-- Data extract --
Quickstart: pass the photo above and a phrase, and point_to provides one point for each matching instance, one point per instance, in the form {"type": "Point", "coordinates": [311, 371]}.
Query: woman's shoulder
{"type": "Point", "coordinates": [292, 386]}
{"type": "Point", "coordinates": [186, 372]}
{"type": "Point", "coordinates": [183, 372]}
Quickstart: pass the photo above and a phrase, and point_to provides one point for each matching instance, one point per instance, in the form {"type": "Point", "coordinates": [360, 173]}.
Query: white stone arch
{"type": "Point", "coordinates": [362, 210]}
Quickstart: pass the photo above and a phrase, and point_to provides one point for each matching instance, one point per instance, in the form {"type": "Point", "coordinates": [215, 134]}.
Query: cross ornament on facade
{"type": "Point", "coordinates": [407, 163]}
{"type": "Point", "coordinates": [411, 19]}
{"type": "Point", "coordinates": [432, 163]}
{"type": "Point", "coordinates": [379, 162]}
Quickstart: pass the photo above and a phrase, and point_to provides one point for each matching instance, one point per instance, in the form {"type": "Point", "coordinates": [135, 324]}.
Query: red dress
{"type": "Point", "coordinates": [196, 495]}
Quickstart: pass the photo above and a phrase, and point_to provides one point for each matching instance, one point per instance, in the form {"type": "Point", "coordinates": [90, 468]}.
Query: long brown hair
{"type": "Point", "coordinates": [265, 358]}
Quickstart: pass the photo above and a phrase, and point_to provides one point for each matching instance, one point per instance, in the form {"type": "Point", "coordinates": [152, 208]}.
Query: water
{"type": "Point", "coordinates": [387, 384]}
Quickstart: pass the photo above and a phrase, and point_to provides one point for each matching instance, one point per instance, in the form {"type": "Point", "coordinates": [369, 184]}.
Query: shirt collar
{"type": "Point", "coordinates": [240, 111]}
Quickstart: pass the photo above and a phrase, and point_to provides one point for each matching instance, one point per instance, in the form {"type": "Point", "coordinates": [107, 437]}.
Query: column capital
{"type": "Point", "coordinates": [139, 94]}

-- Objective --
Set down the entries above again, word for word.

-- Response for this exercise --
Quickstart: pass the photo above and a phrase, and point_to provides one point for each matching instance, one point per instance, in the form {"type": "Point", "coordinates": [311, 371]}.
Query: woman's shoulder
{"type": "Point", "coordinates": [292, 386]}
{"type": "Point", "coordinates": [186, 372]}
{"type": "Point", "coordinates": [183, 372]}
Quickstart: pass the photo above and a phrase, and point_to provides one point for each matching instance, one point per instance, in the form {"type": "Point", "coordinates": [360, 173]}.
Query: white stone arch
{"type": "Point", "coordinates": [362, 210]}
Quickstart: pass the photo above and a phrase, and point_to provides one point for each matching instance, one point per instance, in the form {"type": "Point", "coordinates": [215, 134]}.
Query: cross ornament on facade
{"type": "Point", "coordinates": [407, 163]}
{"type": "Point", "coordinates": [411, 19]}
{"type": "Point", "coordinates": [432, 163]}
{"type": "Point", "coordinates": [379, 162]}
Quickstart: pass the photo above and a phrase, and point_to provides one point for each matching instance, one point per instance, in the form {"type": "Point", "coordinates": [135, 324]}.
Query: red dress
{"type": "Point", "coordinates": [196, 495]}
Quickstart: pass the photo above and a phrase, and point_to provides one point for each matching instance, one point per instance, in the form {"type": "Point", "coordinates": [90, 468]}.
Query: long brown hair
{"type": "Point", "coordinates": [265, 358]}
Quickstart: pass the photo above and a phrase, and point_to provides one point for each matching instance, one point per instance, in the form {"type": "Point", "coordinates": [152, 208]}.
Query: water
{"type": "Point", "coordinates": [387, 384]}
Quickstart: pass the photo above and a phrase, and point_to provides one point for each matching instance, one point per instance, in the form {"type": "Point", "coordinates": [369, 184]}.
Query: shirt collar
{"type": "Point", "coordinates": [240, 111]}
Quickstart: pass the photo above and a phrase, and point_to provides one point for each matching instance, one point per instance, in the form {"type": "Point", "coordinates": [107, 437]}.
Query: column capital
{"type": "Point", "coordinates": [139, 94]}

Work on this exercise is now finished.